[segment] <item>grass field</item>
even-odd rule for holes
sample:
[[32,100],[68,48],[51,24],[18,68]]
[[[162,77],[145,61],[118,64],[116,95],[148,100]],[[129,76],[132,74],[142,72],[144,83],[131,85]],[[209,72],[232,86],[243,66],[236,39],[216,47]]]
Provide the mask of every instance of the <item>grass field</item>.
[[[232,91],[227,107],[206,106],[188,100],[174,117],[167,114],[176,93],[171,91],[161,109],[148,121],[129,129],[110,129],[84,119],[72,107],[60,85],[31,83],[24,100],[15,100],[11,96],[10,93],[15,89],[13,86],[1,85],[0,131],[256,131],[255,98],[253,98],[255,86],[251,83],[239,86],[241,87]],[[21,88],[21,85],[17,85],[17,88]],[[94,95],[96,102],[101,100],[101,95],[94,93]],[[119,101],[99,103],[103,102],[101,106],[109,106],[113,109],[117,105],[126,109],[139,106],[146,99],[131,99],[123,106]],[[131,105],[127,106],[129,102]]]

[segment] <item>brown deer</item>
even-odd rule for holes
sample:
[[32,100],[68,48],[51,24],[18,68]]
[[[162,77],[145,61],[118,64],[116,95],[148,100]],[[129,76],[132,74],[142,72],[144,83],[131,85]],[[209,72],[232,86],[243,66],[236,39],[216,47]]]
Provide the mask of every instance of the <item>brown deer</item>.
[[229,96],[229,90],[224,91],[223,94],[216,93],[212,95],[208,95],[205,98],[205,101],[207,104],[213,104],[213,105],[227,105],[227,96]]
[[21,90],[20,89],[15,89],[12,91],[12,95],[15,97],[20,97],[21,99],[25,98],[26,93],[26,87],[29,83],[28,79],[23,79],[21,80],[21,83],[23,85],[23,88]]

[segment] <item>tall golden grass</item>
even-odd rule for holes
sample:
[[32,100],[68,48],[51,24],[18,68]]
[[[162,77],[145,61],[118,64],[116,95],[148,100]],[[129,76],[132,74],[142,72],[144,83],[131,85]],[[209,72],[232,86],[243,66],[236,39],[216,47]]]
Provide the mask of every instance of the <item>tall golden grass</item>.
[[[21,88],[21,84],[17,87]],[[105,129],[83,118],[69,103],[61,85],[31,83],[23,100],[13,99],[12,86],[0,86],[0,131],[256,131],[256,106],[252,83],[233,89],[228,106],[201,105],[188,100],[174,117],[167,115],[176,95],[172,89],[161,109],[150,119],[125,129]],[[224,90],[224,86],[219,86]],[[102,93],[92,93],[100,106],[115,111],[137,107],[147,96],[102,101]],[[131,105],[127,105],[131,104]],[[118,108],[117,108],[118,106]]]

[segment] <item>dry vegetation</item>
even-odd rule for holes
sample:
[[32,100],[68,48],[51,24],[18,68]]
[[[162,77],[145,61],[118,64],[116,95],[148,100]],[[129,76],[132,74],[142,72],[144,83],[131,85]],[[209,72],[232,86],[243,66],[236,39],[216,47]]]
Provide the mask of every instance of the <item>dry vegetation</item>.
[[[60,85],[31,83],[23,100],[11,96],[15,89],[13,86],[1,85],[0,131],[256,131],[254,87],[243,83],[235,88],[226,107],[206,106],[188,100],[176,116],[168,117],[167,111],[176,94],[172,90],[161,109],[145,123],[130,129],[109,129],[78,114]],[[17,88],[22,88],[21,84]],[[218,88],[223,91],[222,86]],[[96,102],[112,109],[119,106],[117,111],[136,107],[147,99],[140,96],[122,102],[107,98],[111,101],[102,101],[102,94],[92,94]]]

····················

#### [AUSZUFÜHRENDE AUFGABE]
Wie lauten alle Einträge oben, wenn man darin „Provide“ überall durch „Return“ ersetzt und sonst nichts verändert?

#### [ERGEBNIS DER AUFGABE]
[segment] <item>grass field</item>
even-odd rule for holes
sample:
[[32,100],[68,48],[51,24],[18,68]]
[[[162,77],[145,61],[118,64],[116,95],[148,100]],[[129,76],[132,74],[142,72],[144,83],[131,85]],[[209,72],[232,86],[243,66],[236,39],[216,47]]]
Return the mask of every instance of the <item>grass field</item>.
[[[232,91],[227,107],[206,106],[188,100],[174,117],[167,114],[176,93],[171,91],[161,109],[148,121],[129,129],[110,129],[84,119],[72,107],[60,85],[31,83],[24,100],[15,100],[11,96],[10,93],[15,89],[13,86],[1,85],[0,131],[256,131],[255,98],[253,98],[255,86],[251,83],[239,86],[241,87]],[[21,88],[21,85],[17,85],[17,88]],[[94,95],[96,102],[101,100],[101,95],[94,93]],[[119,101],[99,103],[103,102],[101,106],[109,106],[113,109],[117,105],[126,109],[139,106],[146,99],[131,99],[123,106]],[[131,105],[127,106],[129,102]]]

[segment] <item>brown deer</item>
even-odd rule for holes
sample:
[[32,100],[68,48],[51,24],[18,68]]
[[[162,77],[145,61],[118,64],[116,95],[148,100]],[[129,76],[132,74],[142,72],[144,83],[131,85]],[[209,72],[232,86],[243,66],[236,39],[216,47]]]
Return the mask of every instance of the <item>brown deer</item>.
[[229,96],[229,90],[224,91],[223,94],[216,93],[212,95],[208,95],[205,98],[205,101],[207,104],[213,104],[213,105],[227,105],[227,96]]
[[21,90],[20,89],[15,89],[12,91],[12,95],[15,97],[20,97],[21,99],[25,98],[26,93],[26,87],[29,83],[28,79],[23,79],[21,80],[21,83],[23,85],[23,88]]

[segment] <item>tall golden grass</item>
even-odd rule for holes
sample:
[[32,100],[68,48],[51,24],[18,68]]
[[[162,77],[145,61],[118,64],[116,95],[148,100]],[[129,76],[132,74],[142,72],[144,83],[131,85]],[[209,72],[232,86],[243,66],[236,39],[216,47]]]
Return the mask of every instance of the <item>tall golden grass</item>.
[[[21,88],[21,84],[17,87]],[[105,129],[83,118],[69,103],[61,85],[31,83],[23,100],[13,99],[12,86],[0,86],[0,131],[256,131],[256,106],[252,83],[233,89],[228,106],[201,105],[188,100],[174,117],[167,115],[176,95],[172,89],[161,109],[150,119],[125,129]],[[224,90],[224,86],[219,86]],[[102,93],[92,93],[100,106],[115,111],[137,107],[147,96],[102,101]],[[131,105],[127,105],[131,104]],[[118,108],[117,108],[118,106]]]

[segment] <item>dry vegetation</item>
even-odd rule for holes
sample:
[[32,100],[68,48],[51,24],[18,68]]
[[[162,77],[145,61],[118,64],[116,95],[148,100]],[[129,76],[132,74],[142,72],[144,83],[131,85]],[[209,72],[232,86],[243,66],[236,39],[216,47]]]
Return the mask of every instance of the <item>dry vegetation</item>.
[[[60,85],[31,83],[23,100],[11,96],[15,89],[13,86],[1,85],[0,131],[256,131],[254,87],[243,83],[235,88],[226,107],[206,106],[188,100],[176,116],[168,117],[167,111],[176,94],[172,90],[161,109],[145,123],[130,129],[109,129],[78,114]],[[17,88],[22,88],[21,84]],[[218,88],[223,91],[222,86]],[[96,102],[112,109],[119,106],[117,111],[136,107],[147,99],[140,96],[122,102],[107,98],[111,101],[102,101],[102,94],[92,94]]]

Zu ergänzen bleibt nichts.